** BEGIN SELECTED EXCERPT **

Start with his strong actions in behalf of racial equality, which date back to the early 1980s, when Huckabee single-handedly took on the unpopular task of integrating an all-white Arkansas church. Later as governor, he worked to end racial disparities in drug-sentencing laws, and appointed numerous African-Americans to prominent positions in his administration while pushing an agenda of racial reconciliation.

Then there's Huckabee's decision to allow the children of illegal immigrants to get in-state tuition at Arkansas' public universities - a decision that irks plenty of GOP stalwarts. But Huck's Gospel doesn't punish children for the sins of their parents. His commitment is to the dignity of the human person - not to party politics.

So Huck bucks the GOP establishment in other ways, too.

Though favoring a strong approach to the War on Terror, he has fairly criticized Bush foreign policy for being, at times, "arrogant." Likewise - here comes that commitment to human dignity again - he rejects the use of torture on suspected terrorists.

On taxes, Huckabee supports reductions that favor middle-class families, not high-end earners or corporations. On trade, he calls for America's partners to stop manipulating currencies and import controls to gain an unfair advantage. On the environment, he's rightly concerned about the dangers of global warming. And on health care, he's serious about extending coverage to poor children, combating smoking and dealing with the obesity crisis.

For these deviations from party orthodoxy, members of the GOP establishment have maligned Huckabee as some sort of crypto left-winger. But these are unconservative positions only if one thinks that conservatism demands rejecting any concern raised by a liberal, no matter how valid, and an adamant belief that the market can do no wrong.

Huckabee, however, harkens back to a more traditional brand of conservatism, one that sees the family, the middle class, social stability and the environment as goods worth conserving.

Perhaps it's because, as a preacher, he spent many years ministering to average Americans personally, gaining a real sense of the issues that concern them - health insurance, economic uncertainty, family breakdown. Huckabee brings a practical approach to politics that's directed toward making people's lives better, not making people's lives conform to some ideological template.

Call his political philosophy whatever you want, but it has the potential to obliterate the tiresome blue-red binary of American politics. Huckabee also has a sense of humor and doesn't take himself too seriously - a refreshing change in modern politics.

Evangelicals are right to like Mike. They shouldn't be the only ones.

** END SELECTED EXCERPT **

• INSTRUCTIONS FOR THE TASK:
Please answer from the Huckabee excerpt: what kind of church did he take on the task of integrating in the early 1980s?

** BEGIN RAW DATA **

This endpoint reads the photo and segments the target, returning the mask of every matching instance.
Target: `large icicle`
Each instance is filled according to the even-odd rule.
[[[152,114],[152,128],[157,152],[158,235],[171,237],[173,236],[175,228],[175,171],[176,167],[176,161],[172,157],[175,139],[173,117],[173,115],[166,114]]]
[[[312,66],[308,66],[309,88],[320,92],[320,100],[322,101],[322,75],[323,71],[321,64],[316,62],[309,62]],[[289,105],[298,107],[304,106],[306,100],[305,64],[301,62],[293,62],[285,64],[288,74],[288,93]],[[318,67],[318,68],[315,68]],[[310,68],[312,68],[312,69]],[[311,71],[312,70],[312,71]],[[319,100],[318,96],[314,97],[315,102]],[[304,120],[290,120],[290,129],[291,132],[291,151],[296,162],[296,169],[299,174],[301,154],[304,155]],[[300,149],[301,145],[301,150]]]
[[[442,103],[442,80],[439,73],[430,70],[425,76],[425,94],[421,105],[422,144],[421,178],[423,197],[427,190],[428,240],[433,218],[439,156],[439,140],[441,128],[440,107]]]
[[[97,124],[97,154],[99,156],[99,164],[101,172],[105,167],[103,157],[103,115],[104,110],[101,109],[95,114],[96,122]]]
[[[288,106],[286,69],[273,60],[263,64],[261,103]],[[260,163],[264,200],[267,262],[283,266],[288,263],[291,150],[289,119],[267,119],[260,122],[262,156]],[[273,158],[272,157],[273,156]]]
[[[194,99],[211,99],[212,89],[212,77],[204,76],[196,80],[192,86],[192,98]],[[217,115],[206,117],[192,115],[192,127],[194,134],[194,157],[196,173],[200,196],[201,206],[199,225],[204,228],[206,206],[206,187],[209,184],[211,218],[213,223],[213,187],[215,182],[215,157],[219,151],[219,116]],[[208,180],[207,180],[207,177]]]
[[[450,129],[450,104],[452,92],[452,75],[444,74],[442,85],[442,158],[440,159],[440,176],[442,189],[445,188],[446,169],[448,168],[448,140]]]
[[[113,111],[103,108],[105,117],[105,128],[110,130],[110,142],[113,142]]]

** END RAW DATA **

• WRITTEN RESPONSE:
An all-white Arkansas church.